━━━ SOURCE EXCERPT
Loving Your Life-- And Yourself

I just want to feel loved. How do I do that?

By loving life itself. That is the only way.

I have tried other ways, but without any love springing from that core of life itself, then there is no love to be had.

Loving yourself isn’t solely about looking at yourself in the mirror and seeing someone you admire, respect, and enjoy being around, though that’s certainly a good marker of whether you do (that happens to me sometimes… not always). In essence, it’s about loving life itself—and that includes your life.

In your experience of life, you are the common denominator. You’re always there. You’re the one doing the thinking and the watching and experiencing and whatnot. And, of course, you’re the one doing the loving (or the loathing). So, loving yourself necessitates that you love being alive.

If you don’t love being alive, that means that you are treating yourself poorly somehow, and thus you don’t love yourself. You don’t get too excited about looking in the mirror. 

"Treating yourself poorly” doesn’t mean that you don’t give yourself enough warm bubble baths, although you can do that if you’d like. Rather, it’s a circular problem. Not loving your life means that you are treating yourself poorly, and treating yourself poorly means that you are not allowing yourself to truly be and feel alive.

Too often you say “yes” to things that drain you, and “no” to things that excite you. Your life gets filled with things you’d rather not experience, and they come together they overwhelm you. They lead you to dread getting up in the morning.

The ubiquitous presence of undesirable things shows most strongly in your thoughts and feelings. This means that you feel badly and think negatively. The feelings tend to be more obvious; however, you can get used to feeling a certain way and assume that life is simply supposed to feel this way. Maybe you even feel fairly neutral most of the time and think things must be going okay based on that indicator.
━━━━━━
━━━ SUPPLIED INFORMATION
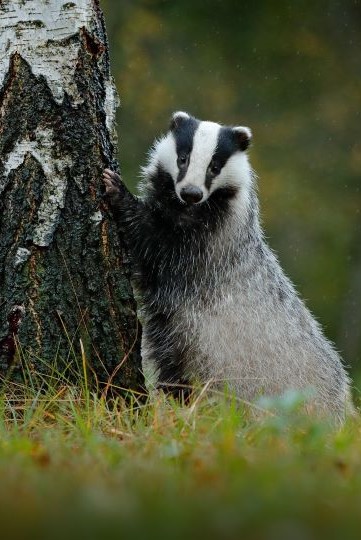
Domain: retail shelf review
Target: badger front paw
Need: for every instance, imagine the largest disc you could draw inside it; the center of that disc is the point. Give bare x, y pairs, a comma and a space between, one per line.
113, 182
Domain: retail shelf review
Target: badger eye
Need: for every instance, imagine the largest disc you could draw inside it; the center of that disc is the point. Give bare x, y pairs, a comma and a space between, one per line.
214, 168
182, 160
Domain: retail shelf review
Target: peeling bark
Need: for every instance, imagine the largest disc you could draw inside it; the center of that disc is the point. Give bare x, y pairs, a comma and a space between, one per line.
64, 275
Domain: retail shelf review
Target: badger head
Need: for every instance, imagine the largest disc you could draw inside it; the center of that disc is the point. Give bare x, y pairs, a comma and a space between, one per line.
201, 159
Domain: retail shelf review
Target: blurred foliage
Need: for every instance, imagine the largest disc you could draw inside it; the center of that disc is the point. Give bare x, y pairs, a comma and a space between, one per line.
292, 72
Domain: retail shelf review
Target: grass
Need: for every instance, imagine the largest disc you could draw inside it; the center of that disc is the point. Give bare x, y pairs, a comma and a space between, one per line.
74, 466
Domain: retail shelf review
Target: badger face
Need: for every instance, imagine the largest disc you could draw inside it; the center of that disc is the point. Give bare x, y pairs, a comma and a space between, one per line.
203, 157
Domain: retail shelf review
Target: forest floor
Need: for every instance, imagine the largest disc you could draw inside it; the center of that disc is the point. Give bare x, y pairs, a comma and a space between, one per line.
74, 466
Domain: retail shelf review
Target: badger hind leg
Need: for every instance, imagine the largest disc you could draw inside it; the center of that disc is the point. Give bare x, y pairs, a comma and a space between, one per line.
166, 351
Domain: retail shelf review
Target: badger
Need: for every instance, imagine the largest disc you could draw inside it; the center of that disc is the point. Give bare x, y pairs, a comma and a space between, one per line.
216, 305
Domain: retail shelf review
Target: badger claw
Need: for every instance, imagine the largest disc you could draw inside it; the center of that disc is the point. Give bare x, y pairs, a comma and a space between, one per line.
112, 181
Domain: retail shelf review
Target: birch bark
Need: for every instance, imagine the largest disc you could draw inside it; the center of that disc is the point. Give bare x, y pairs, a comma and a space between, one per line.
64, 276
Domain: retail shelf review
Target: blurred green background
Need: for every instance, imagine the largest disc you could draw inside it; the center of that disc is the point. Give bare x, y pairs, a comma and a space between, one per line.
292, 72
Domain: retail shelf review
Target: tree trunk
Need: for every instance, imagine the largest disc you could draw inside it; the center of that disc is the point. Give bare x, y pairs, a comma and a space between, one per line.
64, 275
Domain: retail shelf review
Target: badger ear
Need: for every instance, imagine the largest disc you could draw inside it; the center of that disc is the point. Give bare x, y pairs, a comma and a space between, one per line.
━━━━━━
_TASKS TO CARRY OUT_
1. Transcribe the essay on loving yourself from "I just want" up to and including "love being alive.".
2. Show every line of the rows that contains the string "bark", treating case as significant.
The essay and the rows come from unrelated sources.

_RESULTS_
1.
I just want to feel loved. How do I do that?

By loving life itself. That is the only way.

I have tried other ways, but without any love springing from that core of life itself, then there is no love to be had.

Loving yourself isn’t solely about looking at yourself in the mirror and seeing someone you admire, respect, and enjoy being around, though that’s certainly a good marker of whether you do (that happens to me sometimes… not always). In essence, it’s about loving life itself—and that includes your life.

In your experience of life, you are the common denominator. You’re always there. You’re the one doing the thinking and the watching and experiencing and whatnot. And, of course, you’re the one doing the loving (or the loathing). So, loving yourself necessitates that you love being alive.

2.
Target: peeling bark
Target: birch bark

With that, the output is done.